··· SUPPLIED MATERIAL
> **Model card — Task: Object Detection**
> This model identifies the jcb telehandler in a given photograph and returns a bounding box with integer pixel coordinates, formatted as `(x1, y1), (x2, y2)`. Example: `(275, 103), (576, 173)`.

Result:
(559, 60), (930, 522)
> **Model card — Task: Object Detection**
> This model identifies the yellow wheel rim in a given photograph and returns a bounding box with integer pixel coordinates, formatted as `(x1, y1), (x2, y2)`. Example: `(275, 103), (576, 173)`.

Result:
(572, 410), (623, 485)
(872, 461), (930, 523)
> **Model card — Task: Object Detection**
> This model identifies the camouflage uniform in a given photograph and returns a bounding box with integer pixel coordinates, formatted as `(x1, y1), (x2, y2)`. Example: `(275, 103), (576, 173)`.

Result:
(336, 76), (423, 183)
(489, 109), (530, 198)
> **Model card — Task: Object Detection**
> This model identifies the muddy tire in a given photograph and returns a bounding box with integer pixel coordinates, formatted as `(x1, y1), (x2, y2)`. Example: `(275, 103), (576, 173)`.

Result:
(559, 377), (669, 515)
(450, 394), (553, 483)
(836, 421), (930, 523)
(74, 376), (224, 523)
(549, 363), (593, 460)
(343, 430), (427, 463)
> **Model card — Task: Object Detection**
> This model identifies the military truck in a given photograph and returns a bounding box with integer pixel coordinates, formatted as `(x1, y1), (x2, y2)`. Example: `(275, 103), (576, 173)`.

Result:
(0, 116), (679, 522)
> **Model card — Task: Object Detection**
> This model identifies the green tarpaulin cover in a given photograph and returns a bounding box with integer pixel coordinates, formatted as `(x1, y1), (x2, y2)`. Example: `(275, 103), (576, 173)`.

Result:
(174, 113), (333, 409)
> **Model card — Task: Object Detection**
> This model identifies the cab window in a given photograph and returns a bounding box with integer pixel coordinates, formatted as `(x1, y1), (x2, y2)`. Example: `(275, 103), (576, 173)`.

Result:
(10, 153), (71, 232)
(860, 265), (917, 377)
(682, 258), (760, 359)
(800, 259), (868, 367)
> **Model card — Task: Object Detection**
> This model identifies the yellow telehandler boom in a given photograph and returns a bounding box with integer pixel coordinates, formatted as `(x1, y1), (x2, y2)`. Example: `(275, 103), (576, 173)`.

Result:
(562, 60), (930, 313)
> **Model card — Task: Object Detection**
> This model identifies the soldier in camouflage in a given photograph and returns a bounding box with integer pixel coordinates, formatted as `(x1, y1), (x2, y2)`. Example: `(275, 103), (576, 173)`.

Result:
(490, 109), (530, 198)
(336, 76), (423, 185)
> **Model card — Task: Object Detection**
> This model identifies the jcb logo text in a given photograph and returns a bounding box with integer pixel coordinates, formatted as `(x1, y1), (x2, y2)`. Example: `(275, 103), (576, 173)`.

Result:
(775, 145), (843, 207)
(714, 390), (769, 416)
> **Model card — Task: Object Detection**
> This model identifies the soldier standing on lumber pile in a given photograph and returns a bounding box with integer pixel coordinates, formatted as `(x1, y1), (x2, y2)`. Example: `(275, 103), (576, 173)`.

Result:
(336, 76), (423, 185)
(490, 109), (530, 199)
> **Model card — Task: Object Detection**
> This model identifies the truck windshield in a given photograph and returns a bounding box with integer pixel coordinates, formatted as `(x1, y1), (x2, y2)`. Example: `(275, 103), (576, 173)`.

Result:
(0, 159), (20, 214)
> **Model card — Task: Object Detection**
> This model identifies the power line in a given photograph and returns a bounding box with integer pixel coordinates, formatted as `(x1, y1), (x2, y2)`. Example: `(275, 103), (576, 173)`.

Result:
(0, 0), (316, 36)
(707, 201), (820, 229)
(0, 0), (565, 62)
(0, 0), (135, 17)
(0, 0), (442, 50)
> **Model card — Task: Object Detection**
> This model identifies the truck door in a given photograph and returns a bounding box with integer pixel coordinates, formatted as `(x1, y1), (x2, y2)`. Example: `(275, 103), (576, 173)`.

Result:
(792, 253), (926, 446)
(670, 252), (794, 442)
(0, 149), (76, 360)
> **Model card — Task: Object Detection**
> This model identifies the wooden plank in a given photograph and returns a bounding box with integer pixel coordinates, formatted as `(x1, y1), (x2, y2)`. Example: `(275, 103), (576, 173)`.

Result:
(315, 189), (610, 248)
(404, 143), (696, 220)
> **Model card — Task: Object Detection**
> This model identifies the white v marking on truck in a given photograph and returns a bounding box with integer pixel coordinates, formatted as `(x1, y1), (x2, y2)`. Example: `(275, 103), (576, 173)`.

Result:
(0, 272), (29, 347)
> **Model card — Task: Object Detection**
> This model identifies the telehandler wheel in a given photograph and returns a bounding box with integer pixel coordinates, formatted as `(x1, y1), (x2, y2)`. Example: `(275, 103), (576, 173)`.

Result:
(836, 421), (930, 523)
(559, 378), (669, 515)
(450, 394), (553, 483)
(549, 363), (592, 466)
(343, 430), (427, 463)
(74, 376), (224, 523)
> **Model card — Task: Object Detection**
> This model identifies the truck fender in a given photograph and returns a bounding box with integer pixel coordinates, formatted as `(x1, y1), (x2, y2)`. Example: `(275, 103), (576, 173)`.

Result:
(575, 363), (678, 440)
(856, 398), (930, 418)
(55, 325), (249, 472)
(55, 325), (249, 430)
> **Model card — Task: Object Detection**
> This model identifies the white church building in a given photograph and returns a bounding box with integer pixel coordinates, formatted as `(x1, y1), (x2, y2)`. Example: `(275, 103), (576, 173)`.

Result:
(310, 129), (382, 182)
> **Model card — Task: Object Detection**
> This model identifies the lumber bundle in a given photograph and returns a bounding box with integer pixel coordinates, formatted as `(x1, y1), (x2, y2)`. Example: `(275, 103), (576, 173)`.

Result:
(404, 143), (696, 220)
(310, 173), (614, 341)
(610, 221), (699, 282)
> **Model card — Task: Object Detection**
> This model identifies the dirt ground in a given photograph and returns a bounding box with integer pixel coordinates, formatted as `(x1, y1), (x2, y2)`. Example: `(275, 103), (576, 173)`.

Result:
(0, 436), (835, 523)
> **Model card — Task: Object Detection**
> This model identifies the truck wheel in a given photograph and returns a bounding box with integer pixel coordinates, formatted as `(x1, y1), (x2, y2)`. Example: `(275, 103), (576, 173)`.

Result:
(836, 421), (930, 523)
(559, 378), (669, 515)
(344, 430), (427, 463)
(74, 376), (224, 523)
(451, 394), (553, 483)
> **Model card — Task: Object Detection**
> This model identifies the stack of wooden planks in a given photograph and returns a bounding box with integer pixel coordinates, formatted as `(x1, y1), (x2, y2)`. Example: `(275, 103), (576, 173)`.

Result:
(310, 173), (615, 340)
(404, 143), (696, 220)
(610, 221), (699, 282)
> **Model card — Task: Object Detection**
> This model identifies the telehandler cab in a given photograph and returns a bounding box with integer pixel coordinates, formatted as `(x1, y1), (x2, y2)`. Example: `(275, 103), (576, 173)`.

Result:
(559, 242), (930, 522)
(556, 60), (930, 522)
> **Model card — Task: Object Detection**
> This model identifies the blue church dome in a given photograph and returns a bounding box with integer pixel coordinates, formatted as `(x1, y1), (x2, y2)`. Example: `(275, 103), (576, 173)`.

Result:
······
● **WHAT IS ASKED**
Select and copy every line of the data above that contains the word "lumber", treating uppercase and lowercase letters as different.

● **ANSWER TO THE PROBLEM**
> This model identifies the soldier standing on lumber pile in a given photograph and returns a bounding box with integer pixel coordinates, formatted as `(x1, y1), (x2, y2)`. Example: `(275, 103), (576, 173)`.
> This model identifies the lumber bundle in a given photograph and returns a bounding box with integer pixel coordinates, formatted as `(x1, y1), (x2, y2)`. Example: `(275, 103), (576, 173)`.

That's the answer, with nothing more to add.